GIVEN REQUEST:
Pick out all lines in the items below that contain the word "every", and copy them. Matching is case-sensitive.

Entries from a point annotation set
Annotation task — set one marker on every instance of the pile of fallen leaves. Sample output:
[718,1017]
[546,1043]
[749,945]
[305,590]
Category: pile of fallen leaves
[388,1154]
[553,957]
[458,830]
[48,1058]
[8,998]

...

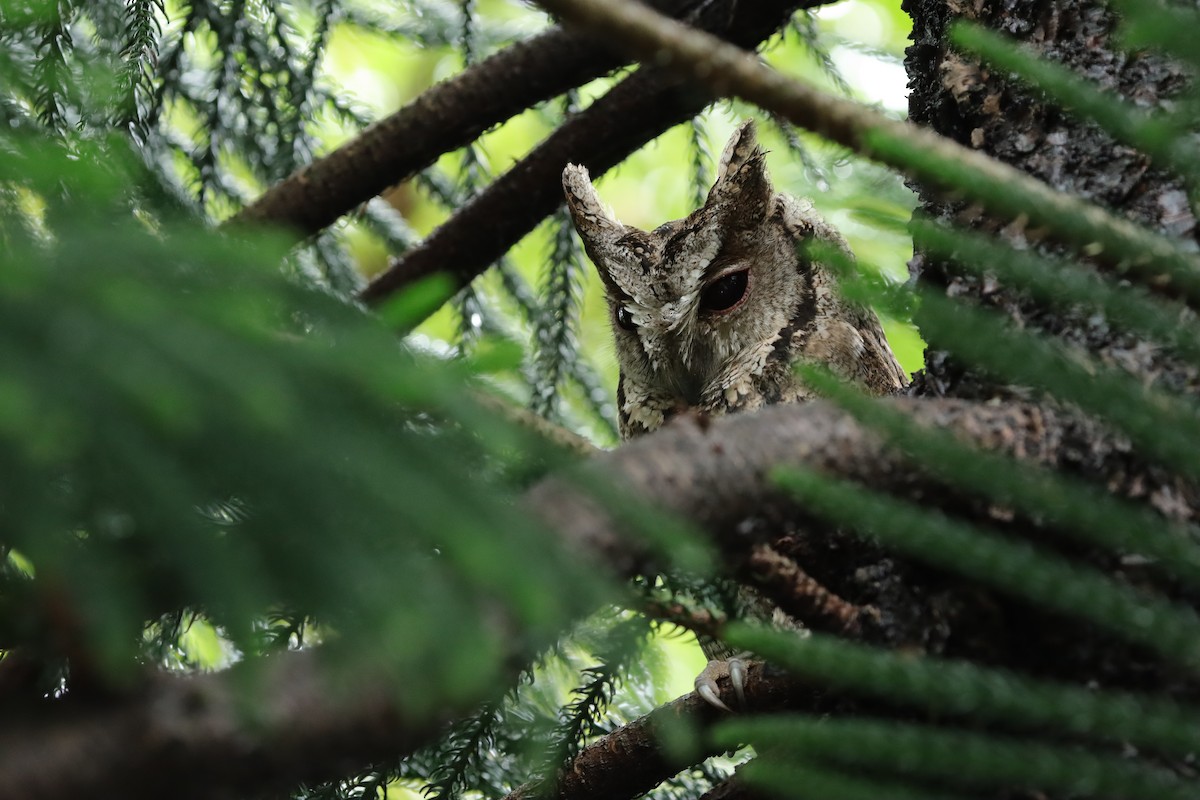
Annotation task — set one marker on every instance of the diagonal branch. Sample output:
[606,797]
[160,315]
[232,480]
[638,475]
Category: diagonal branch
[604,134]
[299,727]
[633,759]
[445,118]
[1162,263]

SOLUTION TO THE PROBLEM:
Annotation task — set one marker on every instance of the pile of fallen leaves. Sample output:
Annotation task — set one marker on every instance of the diagonal branch. Sample output:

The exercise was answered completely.